● Goal of the exercise: Below are the entries; return every line among them that holds the word "green".

● Stored records:

--- START ---

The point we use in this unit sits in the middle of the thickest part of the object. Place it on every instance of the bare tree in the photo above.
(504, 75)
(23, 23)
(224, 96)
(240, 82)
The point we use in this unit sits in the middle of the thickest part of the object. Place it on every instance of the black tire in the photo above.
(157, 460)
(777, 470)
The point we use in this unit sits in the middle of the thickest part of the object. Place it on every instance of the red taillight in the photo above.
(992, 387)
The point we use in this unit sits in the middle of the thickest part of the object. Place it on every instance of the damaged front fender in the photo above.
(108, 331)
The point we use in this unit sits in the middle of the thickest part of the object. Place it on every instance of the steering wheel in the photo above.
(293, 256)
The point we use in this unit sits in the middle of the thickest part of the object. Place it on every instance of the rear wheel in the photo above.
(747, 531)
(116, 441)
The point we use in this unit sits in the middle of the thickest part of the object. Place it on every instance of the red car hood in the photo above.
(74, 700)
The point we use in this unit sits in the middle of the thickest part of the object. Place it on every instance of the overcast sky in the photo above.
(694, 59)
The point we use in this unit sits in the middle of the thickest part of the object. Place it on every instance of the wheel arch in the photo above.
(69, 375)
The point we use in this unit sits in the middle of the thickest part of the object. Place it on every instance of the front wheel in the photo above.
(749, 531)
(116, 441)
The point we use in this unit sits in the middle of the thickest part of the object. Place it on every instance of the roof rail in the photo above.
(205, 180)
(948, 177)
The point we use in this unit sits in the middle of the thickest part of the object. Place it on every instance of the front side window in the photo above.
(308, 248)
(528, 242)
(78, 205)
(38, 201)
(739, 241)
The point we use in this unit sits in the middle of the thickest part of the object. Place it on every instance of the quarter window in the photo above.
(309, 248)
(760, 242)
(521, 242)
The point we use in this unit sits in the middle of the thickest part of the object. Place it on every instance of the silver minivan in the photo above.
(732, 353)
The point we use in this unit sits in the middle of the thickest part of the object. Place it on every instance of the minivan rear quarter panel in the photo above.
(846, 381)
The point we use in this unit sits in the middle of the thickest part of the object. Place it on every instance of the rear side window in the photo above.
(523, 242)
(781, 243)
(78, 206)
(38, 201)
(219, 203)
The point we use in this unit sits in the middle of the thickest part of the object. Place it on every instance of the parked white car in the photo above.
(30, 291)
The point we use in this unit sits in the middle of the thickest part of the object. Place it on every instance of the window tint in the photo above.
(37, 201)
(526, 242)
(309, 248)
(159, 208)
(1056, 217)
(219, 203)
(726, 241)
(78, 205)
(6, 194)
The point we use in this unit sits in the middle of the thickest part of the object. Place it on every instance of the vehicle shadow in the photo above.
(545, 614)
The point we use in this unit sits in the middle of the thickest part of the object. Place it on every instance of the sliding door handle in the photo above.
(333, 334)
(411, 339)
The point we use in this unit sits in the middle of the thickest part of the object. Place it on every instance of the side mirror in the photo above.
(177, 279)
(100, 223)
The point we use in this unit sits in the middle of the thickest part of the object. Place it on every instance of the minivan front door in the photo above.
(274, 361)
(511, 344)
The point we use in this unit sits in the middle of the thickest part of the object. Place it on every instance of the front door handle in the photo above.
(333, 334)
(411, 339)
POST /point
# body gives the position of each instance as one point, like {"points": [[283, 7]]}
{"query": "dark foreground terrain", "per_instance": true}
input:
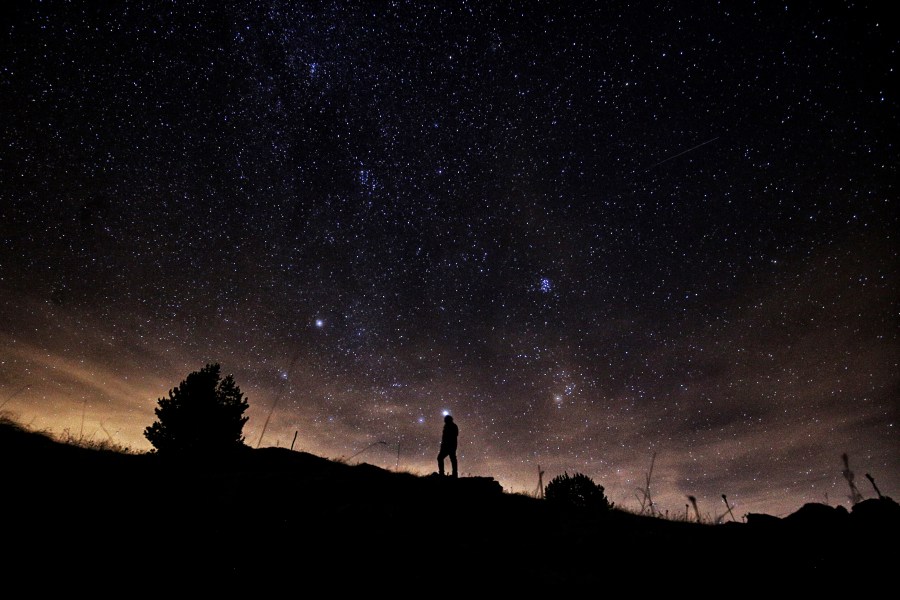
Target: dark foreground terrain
{"points": [[272, 521]]}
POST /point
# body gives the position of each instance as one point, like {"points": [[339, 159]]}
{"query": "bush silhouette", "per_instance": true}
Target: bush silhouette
{"points": [[201, 417], [578, 492]]}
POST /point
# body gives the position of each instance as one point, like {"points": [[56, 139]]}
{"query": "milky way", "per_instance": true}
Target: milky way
{"points": [[601, 235]]}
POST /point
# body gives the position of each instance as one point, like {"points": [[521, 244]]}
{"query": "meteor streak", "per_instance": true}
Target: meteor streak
{"points": [[681, 153]]}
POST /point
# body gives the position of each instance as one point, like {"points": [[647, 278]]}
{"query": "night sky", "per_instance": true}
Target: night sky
{"points": [[594, 233]]}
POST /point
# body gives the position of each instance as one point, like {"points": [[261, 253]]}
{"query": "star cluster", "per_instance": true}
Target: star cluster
{"points": [[598, 234]]}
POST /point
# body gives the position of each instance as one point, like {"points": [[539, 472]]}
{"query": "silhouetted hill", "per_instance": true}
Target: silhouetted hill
{"points": [[272, 520]]}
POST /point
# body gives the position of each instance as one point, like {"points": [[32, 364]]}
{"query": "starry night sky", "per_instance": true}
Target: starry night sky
{"points": [[595, 233]]}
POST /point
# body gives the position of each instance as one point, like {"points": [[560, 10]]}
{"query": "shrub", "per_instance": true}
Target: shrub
{"points": [[577, 492], [201, 417]]}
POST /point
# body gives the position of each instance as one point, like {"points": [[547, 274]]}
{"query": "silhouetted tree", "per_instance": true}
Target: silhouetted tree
{"points": [[578, 492], [202, 416]]}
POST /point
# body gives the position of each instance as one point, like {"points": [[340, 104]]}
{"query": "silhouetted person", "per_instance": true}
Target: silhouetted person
{"points": [[448, 446]]}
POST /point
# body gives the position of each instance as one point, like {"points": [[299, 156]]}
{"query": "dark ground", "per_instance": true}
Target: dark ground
{"points": [[273, 521]]}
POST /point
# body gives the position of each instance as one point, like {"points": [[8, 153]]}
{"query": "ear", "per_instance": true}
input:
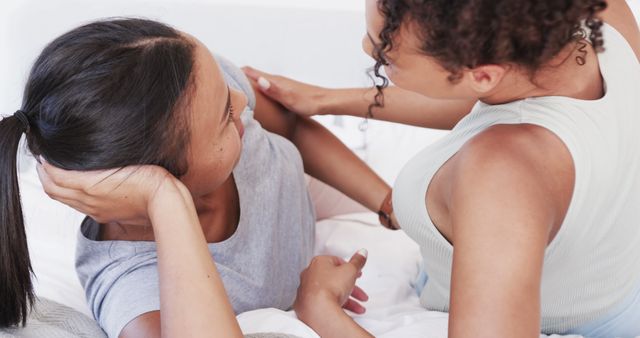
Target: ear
{"points": [[484, 79]]}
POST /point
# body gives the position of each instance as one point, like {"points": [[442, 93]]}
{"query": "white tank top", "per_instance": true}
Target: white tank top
{"points": [[594, 261]]}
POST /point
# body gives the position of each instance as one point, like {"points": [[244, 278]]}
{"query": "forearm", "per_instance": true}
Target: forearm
{"points": [[400, 106], [329, 160], [192, 296]]}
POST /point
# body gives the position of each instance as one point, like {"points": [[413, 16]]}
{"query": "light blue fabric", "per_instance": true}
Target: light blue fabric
{"points": [[623, 322], [259, 264]]}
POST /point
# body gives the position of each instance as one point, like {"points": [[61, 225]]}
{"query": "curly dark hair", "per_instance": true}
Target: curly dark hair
{"points": [[468, 33]]}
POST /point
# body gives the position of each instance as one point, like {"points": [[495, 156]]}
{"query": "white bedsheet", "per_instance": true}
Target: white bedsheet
{"points": [[393, 309]]}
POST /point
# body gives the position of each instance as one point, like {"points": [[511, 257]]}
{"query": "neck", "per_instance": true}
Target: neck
{"points": [[218, 212], [561, 76]]}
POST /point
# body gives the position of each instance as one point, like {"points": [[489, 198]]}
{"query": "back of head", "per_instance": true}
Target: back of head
{"points": [[463, 34], [105, 95]]}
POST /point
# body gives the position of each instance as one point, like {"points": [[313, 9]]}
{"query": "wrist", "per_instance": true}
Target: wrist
{"points": [[326, 99], [163, 194], [315, 307]]}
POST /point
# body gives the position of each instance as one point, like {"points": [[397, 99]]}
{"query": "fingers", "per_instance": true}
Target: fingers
{"points": [[354, 307], [264, 81], [359, 294]]}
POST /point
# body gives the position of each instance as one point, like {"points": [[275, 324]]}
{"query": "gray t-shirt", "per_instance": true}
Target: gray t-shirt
{"points": [[259, 264]]}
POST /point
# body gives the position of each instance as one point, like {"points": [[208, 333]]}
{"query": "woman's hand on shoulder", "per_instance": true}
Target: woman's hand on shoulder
{"points": [[123, 195], [300, 98]]}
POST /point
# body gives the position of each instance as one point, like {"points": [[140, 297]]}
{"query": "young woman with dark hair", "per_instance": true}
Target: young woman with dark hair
{"points": [[138, 126], [527, 212]]}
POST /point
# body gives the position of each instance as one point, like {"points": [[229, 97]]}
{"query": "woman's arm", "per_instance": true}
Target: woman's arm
{"points": [[400, 105], [193, 299], [510, 190], [324, 156]]}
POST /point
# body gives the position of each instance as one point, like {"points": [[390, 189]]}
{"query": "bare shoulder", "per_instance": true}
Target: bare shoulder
{"points": [[520, 168], [145, 325], [619, 15]]}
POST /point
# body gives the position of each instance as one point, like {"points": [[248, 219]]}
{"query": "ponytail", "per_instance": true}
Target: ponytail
{"points": [[16, 289]]}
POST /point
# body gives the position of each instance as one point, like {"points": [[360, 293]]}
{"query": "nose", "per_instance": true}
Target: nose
{"points": [[238, 122]]}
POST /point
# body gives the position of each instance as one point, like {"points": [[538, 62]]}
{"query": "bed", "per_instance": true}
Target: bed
{"points": [[393, 309]]}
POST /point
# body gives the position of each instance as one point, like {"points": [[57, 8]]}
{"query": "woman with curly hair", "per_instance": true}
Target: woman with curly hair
{"points": [[526, 213]]}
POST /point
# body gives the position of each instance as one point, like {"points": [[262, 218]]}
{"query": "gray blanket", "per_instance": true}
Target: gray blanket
{"points": [[49, 319], [52, 320]]}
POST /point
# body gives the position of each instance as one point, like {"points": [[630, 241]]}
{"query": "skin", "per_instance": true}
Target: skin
{"points": [[482, 199], [206, 199]]}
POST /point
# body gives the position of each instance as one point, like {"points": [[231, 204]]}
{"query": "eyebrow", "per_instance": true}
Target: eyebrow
{"points": [[225, 113]]}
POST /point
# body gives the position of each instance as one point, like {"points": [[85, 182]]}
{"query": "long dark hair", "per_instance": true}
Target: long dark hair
{"points": [[462, 34], [105, 95]]}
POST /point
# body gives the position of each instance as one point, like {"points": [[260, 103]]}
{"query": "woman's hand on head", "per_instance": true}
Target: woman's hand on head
{"points": [[329, 283], [300, 98], [122, 195]]}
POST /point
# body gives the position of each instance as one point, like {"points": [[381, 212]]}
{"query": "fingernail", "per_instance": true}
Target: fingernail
{"points": [[264, 83]]}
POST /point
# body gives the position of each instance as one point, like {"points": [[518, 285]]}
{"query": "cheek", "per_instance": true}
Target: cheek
{"points": [[211, 167]]}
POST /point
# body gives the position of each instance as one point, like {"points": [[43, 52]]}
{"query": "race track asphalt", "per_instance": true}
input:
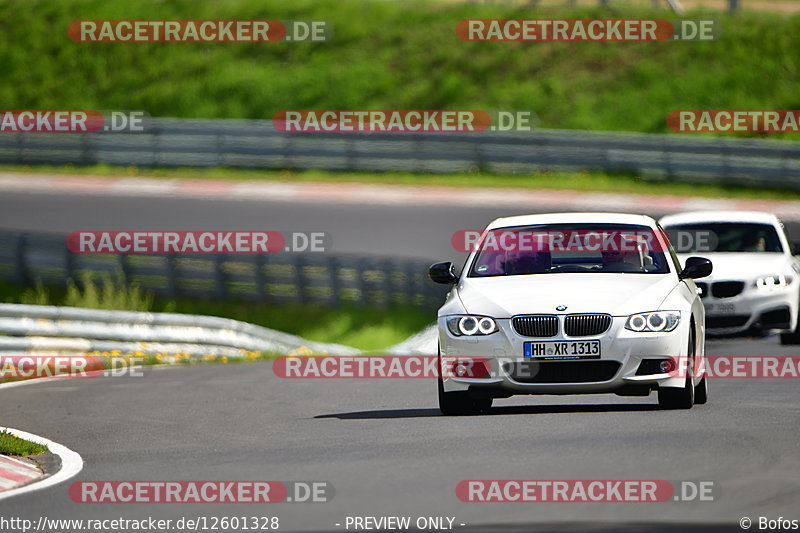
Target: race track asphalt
{"points": [[382, 443]]}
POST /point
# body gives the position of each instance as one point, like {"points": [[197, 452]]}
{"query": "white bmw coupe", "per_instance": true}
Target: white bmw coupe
{"points": [[571, 303]]}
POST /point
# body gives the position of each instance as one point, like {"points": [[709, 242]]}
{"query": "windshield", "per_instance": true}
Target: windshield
{"points": [[724, 237], [570, 248]]}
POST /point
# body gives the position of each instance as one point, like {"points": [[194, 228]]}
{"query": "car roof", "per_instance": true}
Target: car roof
{"points": [[719, 216], [572, 218]]}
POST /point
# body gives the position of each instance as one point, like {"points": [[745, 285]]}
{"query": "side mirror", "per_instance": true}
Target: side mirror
{"points": [[696, 267], [444, 272]]}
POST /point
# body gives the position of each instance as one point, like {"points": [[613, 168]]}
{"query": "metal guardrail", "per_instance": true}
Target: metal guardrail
{"points": [[256, 144], [327, 280], [31, 328]]}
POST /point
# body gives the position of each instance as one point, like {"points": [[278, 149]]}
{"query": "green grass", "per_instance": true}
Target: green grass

--- END ---

● Written solution:
{"query": "green grass", "per_instance": true}
Target: green grass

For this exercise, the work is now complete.